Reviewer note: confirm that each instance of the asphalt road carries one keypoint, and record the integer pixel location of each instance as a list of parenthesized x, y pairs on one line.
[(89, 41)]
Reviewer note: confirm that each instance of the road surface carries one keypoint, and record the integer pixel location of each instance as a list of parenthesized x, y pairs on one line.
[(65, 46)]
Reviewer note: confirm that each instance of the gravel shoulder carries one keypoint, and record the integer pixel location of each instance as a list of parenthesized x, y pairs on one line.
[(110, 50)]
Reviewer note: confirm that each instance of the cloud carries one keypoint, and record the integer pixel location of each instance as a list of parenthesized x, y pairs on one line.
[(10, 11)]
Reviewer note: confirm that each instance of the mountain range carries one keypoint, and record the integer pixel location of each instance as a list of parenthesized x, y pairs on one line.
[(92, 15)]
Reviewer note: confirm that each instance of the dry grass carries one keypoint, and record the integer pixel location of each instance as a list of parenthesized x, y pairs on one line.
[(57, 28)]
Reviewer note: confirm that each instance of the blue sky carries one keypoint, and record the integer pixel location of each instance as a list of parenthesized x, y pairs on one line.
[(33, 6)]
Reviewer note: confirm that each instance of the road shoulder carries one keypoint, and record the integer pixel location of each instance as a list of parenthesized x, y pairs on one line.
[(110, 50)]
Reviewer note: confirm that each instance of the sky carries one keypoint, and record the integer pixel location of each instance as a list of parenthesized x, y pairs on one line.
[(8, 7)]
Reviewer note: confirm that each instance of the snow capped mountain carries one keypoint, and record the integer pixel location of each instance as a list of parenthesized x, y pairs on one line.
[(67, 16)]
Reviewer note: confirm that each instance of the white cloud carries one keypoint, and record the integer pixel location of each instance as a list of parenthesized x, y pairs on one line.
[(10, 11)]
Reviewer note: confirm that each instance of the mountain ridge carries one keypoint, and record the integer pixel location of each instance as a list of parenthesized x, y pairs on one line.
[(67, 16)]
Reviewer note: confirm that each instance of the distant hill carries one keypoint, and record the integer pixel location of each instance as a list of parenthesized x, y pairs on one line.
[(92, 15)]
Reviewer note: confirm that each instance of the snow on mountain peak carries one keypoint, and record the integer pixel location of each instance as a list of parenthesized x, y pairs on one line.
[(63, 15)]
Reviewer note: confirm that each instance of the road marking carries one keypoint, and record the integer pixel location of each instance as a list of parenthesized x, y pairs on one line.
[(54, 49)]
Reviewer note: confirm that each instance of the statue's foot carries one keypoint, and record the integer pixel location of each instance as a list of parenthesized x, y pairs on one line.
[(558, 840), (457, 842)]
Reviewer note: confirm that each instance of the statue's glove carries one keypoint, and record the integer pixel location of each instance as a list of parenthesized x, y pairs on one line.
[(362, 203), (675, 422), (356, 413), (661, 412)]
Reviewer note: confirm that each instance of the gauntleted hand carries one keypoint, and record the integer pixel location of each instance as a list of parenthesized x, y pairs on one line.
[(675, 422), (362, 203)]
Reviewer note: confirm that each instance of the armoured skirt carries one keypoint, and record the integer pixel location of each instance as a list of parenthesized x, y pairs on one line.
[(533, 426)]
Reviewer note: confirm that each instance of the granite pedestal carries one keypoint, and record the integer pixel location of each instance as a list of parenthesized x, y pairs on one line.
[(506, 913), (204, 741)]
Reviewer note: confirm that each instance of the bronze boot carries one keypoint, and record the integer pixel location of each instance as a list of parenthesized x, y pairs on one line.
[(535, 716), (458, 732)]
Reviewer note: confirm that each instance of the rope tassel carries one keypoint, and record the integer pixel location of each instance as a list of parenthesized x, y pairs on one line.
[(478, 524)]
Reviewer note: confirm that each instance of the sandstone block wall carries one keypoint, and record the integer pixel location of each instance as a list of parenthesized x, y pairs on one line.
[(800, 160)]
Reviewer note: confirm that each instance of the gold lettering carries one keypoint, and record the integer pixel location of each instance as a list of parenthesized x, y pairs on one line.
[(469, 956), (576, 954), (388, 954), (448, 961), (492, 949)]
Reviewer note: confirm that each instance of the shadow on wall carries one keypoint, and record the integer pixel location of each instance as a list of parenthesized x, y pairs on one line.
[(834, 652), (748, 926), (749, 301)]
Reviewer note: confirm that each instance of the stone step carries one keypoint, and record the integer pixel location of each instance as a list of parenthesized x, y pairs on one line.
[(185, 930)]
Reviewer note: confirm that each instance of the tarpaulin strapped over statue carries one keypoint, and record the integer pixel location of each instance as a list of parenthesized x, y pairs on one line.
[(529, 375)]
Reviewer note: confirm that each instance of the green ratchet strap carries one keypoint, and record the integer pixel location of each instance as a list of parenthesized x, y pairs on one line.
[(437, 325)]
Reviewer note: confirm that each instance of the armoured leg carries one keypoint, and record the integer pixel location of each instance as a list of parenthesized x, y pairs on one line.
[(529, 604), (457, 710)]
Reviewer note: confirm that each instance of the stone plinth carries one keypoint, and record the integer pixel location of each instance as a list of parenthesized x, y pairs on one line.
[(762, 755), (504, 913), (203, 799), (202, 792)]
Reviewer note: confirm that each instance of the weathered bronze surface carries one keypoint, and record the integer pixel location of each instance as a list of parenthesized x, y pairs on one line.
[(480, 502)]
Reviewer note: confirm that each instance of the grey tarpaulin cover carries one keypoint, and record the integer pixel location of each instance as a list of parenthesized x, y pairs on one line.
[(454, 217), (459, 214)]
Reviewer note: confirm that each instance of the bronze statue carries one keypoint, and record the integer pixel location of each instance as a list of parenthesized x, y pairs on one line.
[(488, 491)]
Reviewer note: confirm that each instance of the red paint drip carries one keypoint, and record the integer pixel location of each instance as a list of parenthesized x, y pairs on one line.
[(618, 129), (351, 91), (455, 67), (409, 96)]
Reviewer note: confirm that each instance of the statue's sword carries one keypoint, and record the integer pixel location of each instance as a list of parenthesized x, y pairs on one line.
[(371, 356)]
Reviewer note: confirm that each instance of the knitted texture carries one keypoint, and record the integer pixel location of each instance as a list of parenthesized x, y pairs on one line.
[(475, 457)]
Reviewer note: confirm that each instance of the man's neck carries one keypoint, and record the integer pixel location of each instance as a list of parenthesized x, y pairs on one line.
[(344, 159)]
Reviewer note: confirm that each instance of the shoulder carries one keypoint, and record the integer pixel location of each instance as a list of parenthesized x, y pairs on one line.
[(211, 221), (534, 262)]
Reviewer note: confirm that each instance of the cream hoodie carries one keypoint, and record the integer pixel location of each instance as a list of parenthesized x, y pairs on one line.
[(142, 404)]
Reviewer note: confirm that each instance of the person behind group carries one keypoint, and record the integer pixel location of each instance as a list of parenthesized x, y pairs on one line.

——

• PROBLEM: Could you reproduce all of the material above, swapping "keypoint" for "marker" everywhere it occurs and leaving every other word as it is?

• TASK ANSWER:
Reviewer note: confirm that each instance of the asphalt road carries one marker, and record the integer pixel location of each instance as a list of parenthesized x, y pairs on one line.
[(89, 41)]
Reviewer note: confirm that each instance of the road surface carries one marker, and record the integer pixel location of each instance as a list of parenthesized x, y pairs on one line.
[(65, 46)]
Reviewer note: confirm that each instance of the gravel shoulder carries one marker, and record the integer pixel location of each instance as a list of parenthesized x, y pairs on one line.
[(110, 50)]
Reviewer note: confirm that each instance of the cloud carries one marker, and record the integer pixel location of each instance as a list of parenthesized x, y pairs on one line.
[(10, 11)]
Reviewer note: confirm that each instance of the mountain range carries one marker, and record the integer pixel location of each instance as a list of parenthesized x, y pairs on one line.
[(92, 15)]
Reviewer note: confirm that each instance of the dry grass carries one marker, and record the integer pixel location of each instance as a list of parenthesized x, y pairs on one line.
[(57, 28)]
Reviewer note: confirm that each instance of the blue sky carries one marker, and record the integer pixel location of each instance as a list of parenthesized x, y pairs on one line.
[(33, 6)]
Reviewer note: confirm that each instance of the road shoulder carries one marker, and record the integer pixel location of each instance as a list of parenthesized x, y pairs on one line.
[(110, 50)]
Reviewer note: confirm that each instance of the sky carries one marker, and record the integer pixel location of each instance as a list of parenthesized x, y pairs on one line.
[(8, 7)]
Reviewer note: confirm that each instance of the snow capped mountain carries one marker, and record the integer pixel location of each instance as a list of parenthesized x, y pairs on one line.
[(67, 16)]
Reviewer note: confirm that each instance of the white cloud carries one marker, and record the integer pixel location of each instance as a list of parenthesized x, y pairs on one line.
[(10, 11)]
Reviewer note: confirm that each instance of the mountain ridge carries one marker, and record the integer pixel location of each instance as a list of parenthesized x, y pairs on one line.
[(67, 16)]
Reviewer note: confirm that each instance of the distant hill carries one marker, and record the integer pixel location of each instance as a list of parenthesized x, y pairs on one line.
[(92, 15)]
Reviewer note: confirm that each instance of the snow on mountain peak carries one marker, and record the integer pixel location of each instance as a list of parenthesized x, y pairs on one line.
[(63, 15)]
Reviewer note: confirm that each instance of the road marking carries one marker, and record the integer pixel location of each instance as a list of parenthesized x, y pairs on one line.
[(54, 49)]
Reviewer note: confirm that each instance of the statue's foot carries one marker, and record the integer pixel location of each instance as a list of parenthesized x, y pairs on one line.
[(558, 840), (457, 842)]
Reviewer note: confirm that each instance of the statue's glove carries one marker, and record the integer pixel location of each instance as a list of parenthesized x, y pairs on one line.
[(362, 203), (675, 422), (356, 413), (661, 412)]
Reviewer note: confirm that each instance of the gauntleted hand carries one marker, and record the integer pixel location of each instance as a list of parenthesized x, y pairs on one line.
[(675, 422), (362, 203)]
Reviewer note: confirm that each instance of the armoured skirt carries one marker, and record the integer pixel location of each instance as a list of parenthesized x, y pairs on one line.
[(533, 426)]
Reviewer note: confirm that each instance of the granite pedestal carries one marker, and record the integer pixel location of each instance as a list of parenthesized x, y pairs on one line.
[(506, 913), (204, 741)]
Reviewer note: confirm that each instance of the bronze boot carries one marker, and record the integer pixel location of each instance as a list of parenthesized x, y pairs on one line.
[(535, 716), (458, 732)]
Reviewer note: confirm that each instance of the rope tassel carries one marker, and record the integer pixel location of each instance as a list of parenthesized x, y pairs on one line.
[(478, 524)]
Reviewer note: confirm that each instance of the sandstone block wall carries one marker, and record the integer pixel location of each instance as a list of parenthesized x, y pairs on one line.
[(800, 160)]
Reviewer note: confirm that each instance of the gold lettering carries one marker, and record the integer pixel location of each instance as a list of parenthesized x, y pairs on one line.
[(469, 956), (576, 954), (388, 954), (448, 961), (492, 949)]
Reviewer note: confirm that each instance of the shadow on wall carries one marker, and record the integer pixel location of each instance as a list of parenthesized x, y pairs on one line.
[(834, 652), (748, 926), (749, 301)]
Reviewer note: confirm that each instance of the stone step carries one marker, and record the integer pixel location of each instance as a list of parenthesized x, y pairs on one line.
[(185, 930)]
Reviewer note: confirm that each instance of the tarpaulin strapped over statue carries one marker, and record the integer pixel location of each instance as a list of parenthesized x, y pairs on one line.
[(529, 375)]
Reviewer note: confirm that each instance of the green ratchet strap carries one marker, and record the integer pixel location of each instance as a list of parenthesized x, y pairs on one line.
[(437, 325)]
Reviewer note: confirm that each instance of the armoured leg carries one marker, and record the integer pixel location of each instance as a list of parenthesized x, y pairs on one line.
[(529, 604), (457, 710)]
Reviewer note: confirm that each instance of the stone plinth carries one marker, and record the integer pixel location of each instance as a list of parenthesized x, y pairs on one line.
[(762, 755), (504, 913), (203, 799), (202, 792)]
Reviewer note: confirm that each instance of the weathered bronze surface carries one marker, and record the integer pixel location of each instance as a list of parenthesized x, y pairs on one line.
[(480, 502)]
Reviewer note: confirm that each instance of the grey tarpaulin cover carries one marker, and record the integer pixel location of each instance as a list of parenthesized x, y pairs on one line.
[(454, 217), (459, 214)]
Reviewer note: confirm that each instance of the bronze statue carries one marker, and record the integer pixel location of each instance as a list of parenthesized x, y pairs on one line.
[(488, 491)]
Reviewer note: confirm that each instance of the red paint drip carries one marker, and record the integer pixel location of each instance as a list of parenthesized x, y pairs on one line.
[(618, 129), (351, 91), (455, 67), (409, 96)]
Reviewer note: confirm that each instance of the statue's sword carries one marker, and record the integer pixel location of each instance as a list of parenthesized x, y pairs on one line.
[(371, 356)]
Reviewer note: confirm that each instance of the knitted texture carries one marker, and record the integer pixel location of each instance as a list of parenthesized x, y pairs on one line.
[(475, 457)]
Reviewer note: confirm that each instance of the man's neck carries one marker, and record the integer pixel location of each instance as a list of parenthesized x, y pairs on one line.
[(344, 159)]
Reviewer note: confirm that each instance of the shoulder carries one marker, and record the integer pixel location of each instance as a list of parenthesized x, y pairs on one line.
[(211, 221), (534, 262)]
Reviewer note: confirm that each instance of the cream hoodie carries one marker, and record the integer pixel location of each instance as a list of parenthesized x, y pairs on one line.
[(142, 404)]
Reviewer note: confirm that each instance of the person behind group carries one marker, and record the integer pixel location of each instance as a list of parenthesized x, y pairs on one line.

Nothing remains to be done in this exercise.